[PROBLEM 1]:
Answer these questions from the court opinion on the day care certificate revocation:
(a) Who argued the cause for the respondent?
(b) On what date did CSD certify the petitioner to operate a day care facility?
(c) What was the sole reason the notice gave for the immediate revocation?
[PROBLEM 2]:
Continue the court opinion on the day care certificate revocation from where it stops.

[SUPPLIED TEXT]:
BEGIN
Opinion
CA 7278
Argued March 22, 1977
Reversed and remanded May 9, 1977 Reconsideration denied June 15, 1977 Petition for review allowed September 27, 1977
Judicial Review from Children's Services Division.
Robert A. Stalker, Jr., Oregon Legal Services Corp., Hillsboro, argued the cause for petitioner. With him on the brief was Stanley Sitnick, Oregon Legal Services Corp., Portland.
Al J. Laue, Assistant Attorney General, Salem, argued the cause for respondent. With him on the brief were James A. Redden, Attorney General, W. Michael Gillette, Solicitor General, and Glenda L. Green, Certified Law Student, Salem.
Before Schwab, Chief Judge, Tanzer and Richardson, Judges.
Reversed and remanded.
TANZER, J.
Petitioner seeks review of a hearing officer's order sustaining revocation of her Day Care Certificate by the Children's Services Division of the Department of Human Resources (CSD).
This court's jurisdiction is conferred by ORS 418.845(2) and 183.482(1).
On September 28, 1975, CSD certified petitioner to operate a day care facility. Such certification is annual and renewable. ORS 418.830. Following some complaints and an investigation, CSD gave notice to petitioner by letter dated July 13, 1976, that her Day Care Certificate was revoked effective immediately. The notice gave as the sole reason for the immediate revocation that the "sanitary conditions in [petitioner's] home do not provide a healthy environment for children." It also stated that a hearing on the matter was available upon request. Petitioner made such a request and a hearing was held on September 21, 1976. Thereafter a final order was issued sustaining the revocation.
END
[INFORMATION]:
BEGIN
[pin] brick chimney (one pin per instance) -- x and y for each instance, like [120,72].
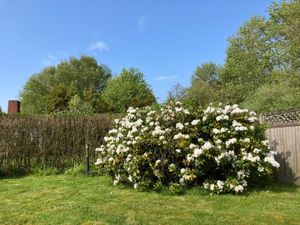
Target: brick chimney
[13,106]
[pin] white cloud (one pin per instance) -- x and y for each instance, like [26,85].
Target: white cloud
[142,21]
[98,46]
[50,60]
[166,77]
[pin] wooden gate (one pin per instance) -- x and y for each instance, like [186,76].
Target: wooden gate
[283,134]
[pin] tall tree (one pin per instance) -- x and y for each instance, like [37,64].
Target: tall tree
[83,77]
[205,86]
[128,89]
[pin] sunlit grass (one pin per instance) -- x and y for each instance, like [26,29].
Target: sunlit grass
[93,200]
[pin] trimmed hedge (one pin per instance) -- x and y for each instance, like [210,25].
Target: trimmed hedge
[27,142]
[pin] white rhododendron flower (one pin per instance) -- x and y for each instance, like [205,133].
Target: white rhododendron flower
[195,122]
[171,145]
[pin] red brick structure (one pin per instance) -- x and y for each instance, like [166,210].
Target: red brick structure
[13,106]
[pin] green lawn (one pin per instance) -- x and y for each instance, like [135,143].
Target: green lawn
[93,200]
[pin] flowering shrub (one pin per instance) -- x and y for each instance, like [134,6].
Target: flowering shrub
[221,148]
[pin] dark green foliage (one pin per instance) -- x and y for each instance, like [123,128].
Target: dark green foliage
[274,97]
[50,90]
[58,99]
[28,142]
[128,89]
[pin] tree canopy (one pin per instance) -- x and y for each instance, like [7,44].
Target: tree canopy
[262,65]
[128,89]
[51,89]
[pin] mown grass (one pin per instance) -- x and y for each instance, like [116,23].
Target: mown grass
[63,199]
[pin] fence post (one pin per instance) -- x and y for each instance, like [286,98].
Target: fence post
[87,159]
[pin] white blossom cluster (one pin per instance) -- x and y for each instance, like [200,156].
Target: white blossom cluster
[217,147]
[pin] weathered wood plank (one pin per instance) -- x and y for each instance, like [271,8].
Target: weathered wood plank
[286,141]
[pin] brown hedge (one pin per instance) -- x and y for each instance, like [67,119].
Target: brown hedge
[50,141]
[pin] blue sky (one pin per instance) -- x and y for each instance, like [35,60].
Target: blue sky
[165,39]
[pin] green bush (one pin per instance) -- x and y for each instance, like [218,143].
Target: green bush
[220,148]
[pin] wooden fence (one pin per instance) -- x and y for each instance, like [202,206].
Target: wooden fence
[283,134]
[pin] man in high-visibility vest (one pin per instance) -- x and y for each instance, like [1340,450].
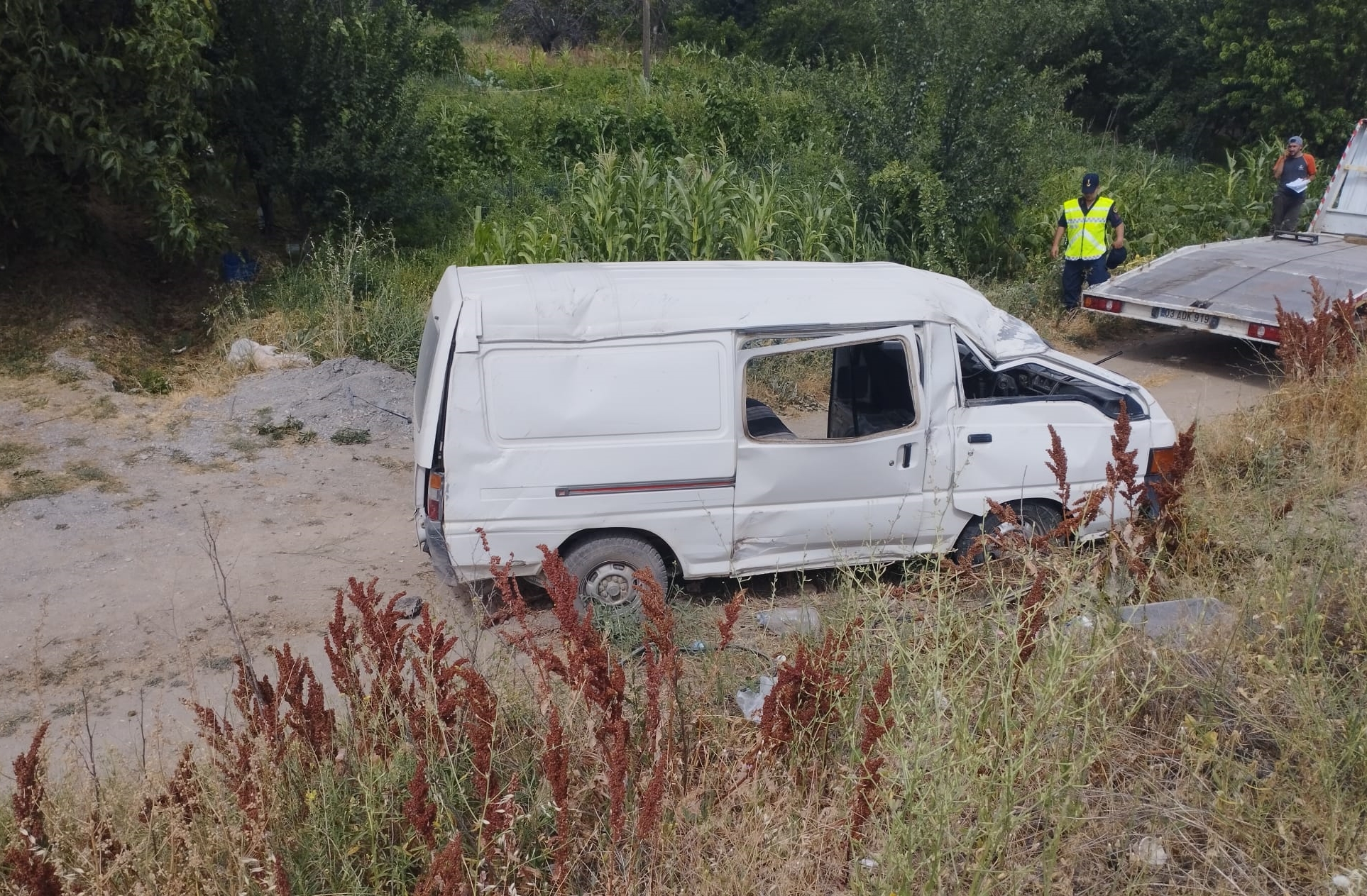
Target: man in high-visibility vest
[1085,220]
END
[ANSWER AREA 1]:
(a) Al J. Laue, Assistant Attorney General, Salem.
(b) September 28, 1975.
(c) That the sanitary conditions in the petitioner's home did not provide a healthy environment for children.

[ANSWER AREA 2]:
Three of petitioner's four assignments of error relate to the conduct of the post-revocation hearing. CSD concedes correctly that the hearing did not satisfy the requirements of the Oregon Administrative Procedures Act (APA). Accordingly, this case must be remanded for another hearing.
Petitioner also contends that she is entitled to operate her day care center prior to a hearing and order because the notice of July 13 did not satisfy the statutory prerequisites for immediate revocation prior to a hearing. We therefore consider the issue of sufficiency of the notice of prehearing revocation in light of the controlling statutes.
Responsibility for certification and supervision of day care facilities is conferred upon CSD by ORS 418.805 to 418.885. CSD's authority to revoke or suspend an outstanding certificate is controlled by ORS 418.840 which, in pertinent part, provides:
"* * * [A] temporary or annual certificate of approval may be revoked or suspended if the Children's Services Division finds:
"(1) That the facility or its operation does not comply with ORS 418.805 to 418.885 or with applicable rules or with any term or condition imposed under the certificate of approval * * *."
ORS 418.845(1) provides that prior to revocation, CSD must give such notice and opportunity for hearing as is provided by the APA. Generally under the APA, periodic licenses, such as child care certificates, may not be withdrawn without first providing the licensee with an opportunity for a hearing. ORS 183.430(1). However, where continuation of a license would create a serious danger to public health or safety, ORS 183.430(2) authorizes immediate revocation, with a subsequent hearing provided upon request. In order to proceed under this section, the agency must find "a serious danger to the public health or safety" and it must [set] forth specific reasons for such findings." ORS 183.430(2).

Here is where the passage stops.